Records from a point labeling set
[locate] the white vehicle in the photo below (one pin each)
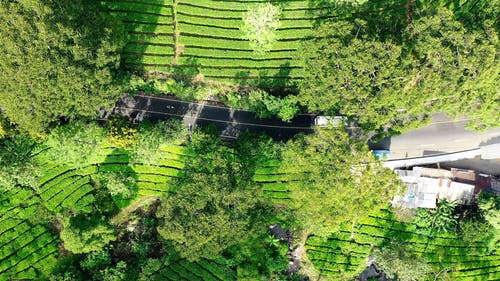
(323, 121)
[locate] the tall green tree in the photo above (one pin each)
(394, 80)
(59, 59)
(210, 210)
(85, 234)
(339, 180)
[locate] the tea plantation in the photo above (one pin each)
(210, 43)
(339, 255)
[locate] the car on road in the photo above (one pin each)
(323, 121)
(381, 154)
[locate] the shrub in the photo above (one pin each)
(121, 132)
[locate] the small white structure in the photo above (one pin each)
(424, 191)
(323, 121)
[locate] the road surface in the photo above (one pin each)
(442, 135)
(229, 122)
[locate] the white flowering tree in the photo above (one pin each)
(260, 24)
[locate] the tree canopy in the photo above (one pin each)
(340, 182)
(210, 210)
(59, 59)
(395, 80)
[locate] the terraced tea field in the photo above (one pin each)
(176, 269)
(209, 41)
(338, 254)
(27, 248)
(274, 181)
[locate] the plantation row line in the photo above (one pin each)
(25, 249)
(193, 271)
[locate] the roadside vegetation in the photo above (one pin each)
(117, 200)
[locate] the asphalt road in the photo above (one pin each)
(229, 122)
(442, 135)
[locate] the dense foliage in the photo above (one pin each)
(127, 201)
(211, 207)
(340, 180)
(388, 78)
(59, 60)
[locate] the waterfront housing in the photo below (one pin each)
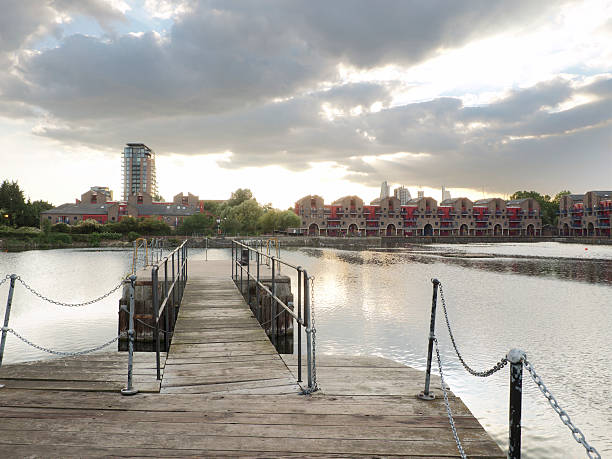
(99, 206)
(422, 216)
(585, 214)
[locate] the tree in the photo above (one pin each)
(239, 196)
(12, 202)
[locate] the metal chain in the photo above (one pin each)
(150, 326)
(51, 351)
(576, 432)
(446, 402)
(314, 336)
(70, 305)
(483, 374)
(7, 277)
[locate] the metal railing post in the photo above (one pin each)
(307, 319)
(171, 329)
(427, 394)
(167, 307)
(154, 287)
(273, 302)
(249, 281)
(257, 309)
(7, 315)
(515, 358)
(299, 325)
(130, 390)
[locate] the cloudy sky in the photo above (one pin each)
(290, 98)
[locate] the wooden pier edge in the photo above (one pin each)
(225, 392)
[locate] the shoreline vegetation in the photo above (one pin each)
(40, 241)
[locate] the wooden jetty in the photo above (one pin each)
(225, 392)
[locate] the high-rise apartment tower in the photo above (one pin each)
(384, 190)
(138, 168)
(403, 194)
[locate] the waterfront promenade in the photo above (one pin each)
(226, 392)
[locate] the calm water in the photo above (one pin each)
(551, 300)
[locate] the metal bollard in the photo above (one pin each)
(307, 319)
(273, 302)
(299, 324)
(427, 394)
(130, 390)
(515, 357)
(7, 315)
(155, 292)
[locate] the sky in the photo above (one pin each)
(290, 98)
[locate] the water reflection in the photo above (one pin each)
(378, 303)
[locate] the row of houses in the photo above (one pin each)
(585, 214)
(423, 216)
(97, 204)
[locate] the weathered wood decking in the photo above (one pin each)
(226, 392)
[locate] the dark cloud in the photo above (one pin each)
(253, 78)
(230, 55)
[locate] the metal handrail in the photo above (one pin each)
(303, 317)
(172, 294)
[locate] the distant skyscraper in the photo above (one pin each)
(445, 193)
(403, 194)
(138, 167)
(385, 190)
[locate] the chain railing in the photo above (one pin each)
(517, 359)
(302, 312)
(14, 278)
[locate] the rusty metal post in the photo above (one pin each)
(130, 390)
(299, 325)
(427, 394)
(7, 315)
(515, 358)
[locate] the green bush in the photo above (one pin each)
(60, 228)
(80, 237)
(94, 239)
(110, 236)
(54, 238)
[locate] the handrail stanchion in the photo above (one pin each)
(308, 320)
(515, 357)
(167, 307)
(273, 302)
(171, 329)
(7, 315)
(299, 325)
(154, 287)
(257, 308)
(130, 390)
(427, 394)
(249, 281)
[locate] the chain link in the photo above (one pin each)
(314, 336)
(483, 374)
(70, 305)
(576, 432)
(446, 402)
(51, 351)
(7, 277)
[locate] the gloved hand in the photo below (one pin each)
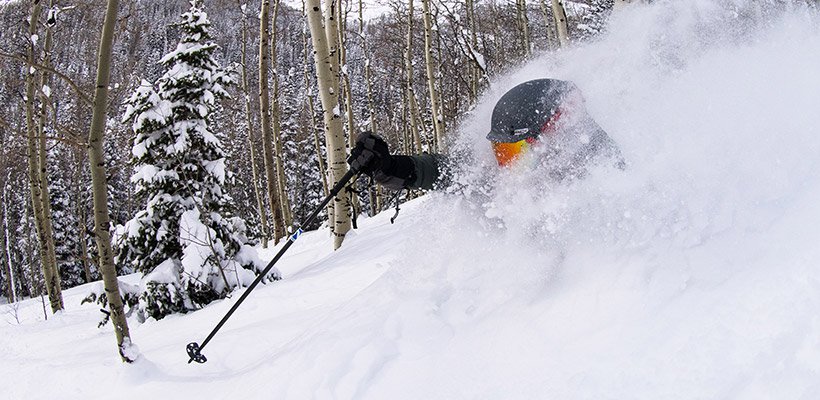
(370, 154)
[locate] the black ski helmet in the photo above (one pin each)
(521, 112)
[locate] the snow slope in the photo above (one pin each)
(692, 274)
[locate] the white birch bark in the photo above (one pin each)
(560, 16)
(438, 119)
(100, 184)
(324, 38)
(268, 141)
(43, 227)
(260, 202)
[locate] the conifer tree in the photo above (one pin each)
(185, 242)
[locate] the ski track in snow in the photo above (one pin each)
(692, 274)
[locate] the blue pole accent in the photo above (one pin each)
(296, 235)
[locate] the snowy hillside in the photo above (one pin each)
(694, 273)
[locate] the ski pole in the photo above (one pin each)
(194, 349)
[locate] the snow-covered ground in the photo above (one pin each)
(695, 273)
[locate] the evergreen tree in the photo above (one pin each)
(185, 242)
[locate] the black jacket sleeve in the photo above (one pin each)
(420, 171)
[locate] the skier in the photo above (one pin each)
(543, 119)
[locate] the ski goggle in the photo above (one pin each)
(506, 153)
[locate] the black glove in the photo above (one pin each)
(370, 154)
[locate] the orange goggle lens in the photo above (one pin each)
(506, 153)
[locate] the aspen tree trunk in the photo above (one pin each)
(548, 27)
(6, 246)
(438, 119)
(560, 16)
(474, 70)
(328, 79)
(375, 199)
(523, 25)
(82, 218)
(311, 109)
(412, 106)
(367, 71)
(45, 198)
(346, 89)
(45, 241)
(267, 135)
(287, 217)
(5, 266)
(260, 202)
(345, 78)
(100, 184)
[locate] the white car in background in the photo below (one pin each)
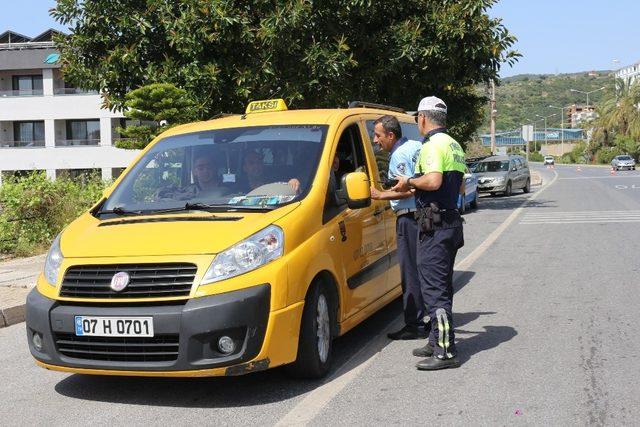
(623, 162)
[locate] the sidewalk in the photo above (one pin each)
(17, 278)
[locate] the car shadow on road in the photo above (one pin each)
(479, 341)
(258, 388)
(510, 203)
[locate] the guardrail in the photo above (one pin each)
(24, 92)
(77, 142)
(73, 91)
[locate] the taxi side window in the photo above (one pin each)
(351, 158)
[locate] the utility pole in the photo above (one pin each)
(492, 125)
(561, 127)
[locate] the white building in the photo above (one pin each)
(45, 124)
(629, 73)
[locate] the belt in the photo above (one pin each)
(404, 211)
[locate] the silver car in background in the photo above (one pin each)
(623, 162)
(503, 174)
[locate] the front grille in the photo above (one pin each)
(161, 348)
(146, 281)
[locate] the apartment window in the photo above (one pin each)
(83, 132)
(79, 174)
(28, 85)
(27, 133)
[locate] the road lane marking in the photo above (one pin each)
(601, 177)
(581, 217)
(307, 409)
(585, 221)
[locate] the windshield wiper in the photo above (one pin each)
(119, 210)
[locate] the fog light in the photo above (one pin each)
(37, 341)
(226, 345)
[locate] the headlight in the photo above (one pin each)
(253, 252)
(53, 262)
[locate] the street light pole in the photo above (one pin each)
(561, 127)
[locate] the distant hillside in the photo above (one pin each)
(520, 98)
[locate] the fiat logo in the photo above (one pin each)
(119, 281)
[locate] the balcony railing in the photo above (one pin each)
(77, 142)
(73, 91)
(25, 92)
(21, 144)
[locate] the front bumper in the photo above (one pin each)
(491, 187)
(191, 329)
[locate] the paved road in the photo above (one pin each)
(544, 315)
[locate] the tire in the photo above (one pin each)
(315, 342)
(474, 202)
(507, 191)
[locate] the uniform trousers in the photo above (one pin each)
(412, 304)
(436, 256)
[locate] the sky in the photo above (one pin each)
(554, 36)
(563, 36)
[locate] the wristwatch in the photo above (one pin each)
(409, 183)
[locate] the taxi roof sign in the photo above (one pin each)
(267, 105)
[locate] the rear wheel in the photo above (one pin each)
(316, 335)
(507, 191)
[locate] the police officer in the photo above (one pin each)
(438, 182)
(403, 155)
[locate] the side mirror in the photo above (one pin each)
(356, 190)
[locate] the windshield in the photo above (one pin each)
(494, 166)
(251, 167)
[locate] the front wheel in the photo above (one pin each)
(316, 335)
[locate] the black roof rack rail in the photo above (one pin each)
(362, 104)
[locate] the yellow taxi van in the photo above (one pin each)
(226, 247)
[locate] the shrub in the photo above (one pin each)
(34, 209)
(606, 154)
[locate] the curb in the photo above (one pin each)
(12, 315)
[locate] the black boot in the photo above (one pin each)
(434, 363)
(426, 351)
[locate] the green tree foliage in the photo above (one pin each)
(312, 53)
(157, 107)
(617, 129)
(34, 209)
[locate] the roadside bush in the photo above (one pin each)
(34, 209)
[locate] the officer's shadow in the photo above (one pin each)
(471, 342)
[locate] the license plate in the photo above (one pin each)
(114, 326)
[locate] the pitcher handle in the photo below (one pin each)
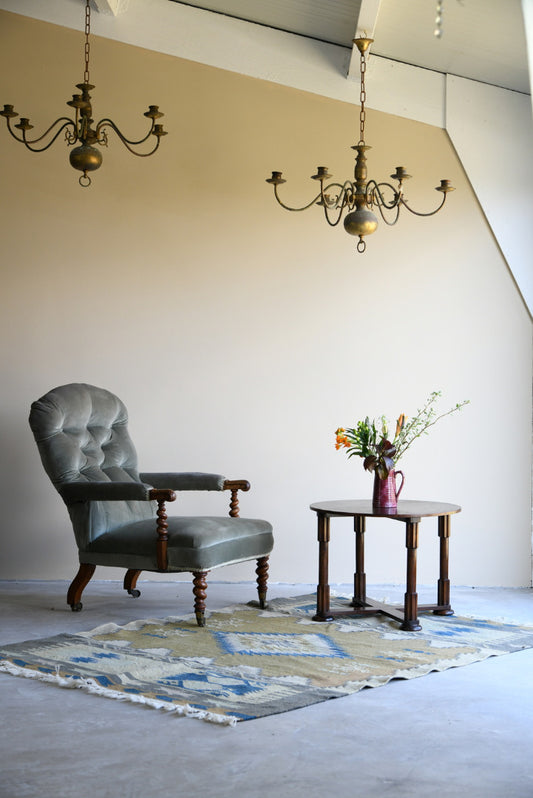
(401, 484)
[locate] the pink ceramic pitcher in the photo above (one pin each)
(385, 493)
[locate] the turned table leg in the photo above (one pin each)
(410, 620)
(443, 584)
(359, 577)
(322, 591)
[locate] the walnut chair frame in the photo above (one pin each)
(119, 515)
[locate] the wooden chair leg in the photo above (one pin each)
(78, 585)
(130, 580)
(262, 580)
(199, 590)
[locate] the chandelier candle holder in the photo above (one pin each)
(85, 157)
(360, 197)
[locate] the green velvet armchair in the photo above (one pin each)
(119, 515)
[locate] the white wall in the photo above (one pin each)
(240, 336)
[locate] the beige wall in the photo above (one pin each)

What you should do: Copy out exactly the lines between the line that contains "[locate] the officer's" and the last line of the records, both ends included; leave out every picture.

Final result:
[locate] the officer's shadow in the photo above (one pin each)
(471, 342)
[locate] the license plate in the photo above (one pin each)
(114, 326)
[locate] the pitcher handle in the photo below (one pin each)
(401, 484)
[locate] the pink ceramic pitcher in the photo above (one pin each)
(385, 493)
[locate] the turned table leg in the photo above (one pin each)
(410, 620)
(443, 584)
(359, 577)
(322, 591)
[locate] the walnut chair frame in the photo above (one pin each)
(119, 515)
[locate] the wooden chair leg in the photo above (one pin each)
(78, 585)
(130, 580)
(262, 580)
(199, 590)
[locate] the chandelier candle holder in the photo above (one pin each)
(85, 157)
(360, 197)
[locate] the green velvet armchair in the photo above (one pin each)
(119, 515)
[locate] the white wall in the photo above (one pin each)
(240, 336)
[locate] the beige wall in the photo above (one pin each)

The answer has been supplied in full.